What the exercise asks: In this exercise, the data must be written out exactly.

(Dataset entries)
BEGIN
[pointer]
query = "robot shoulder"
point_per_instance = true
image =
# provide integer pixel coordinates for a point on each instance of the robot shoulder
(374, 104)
END
Answer to the problem:
[pointer]
query = "robot shoulder"
point_per_instance = true
image =
# provide integer pixel coordinates for a point on each instance of the robot shoulder
(374, 104)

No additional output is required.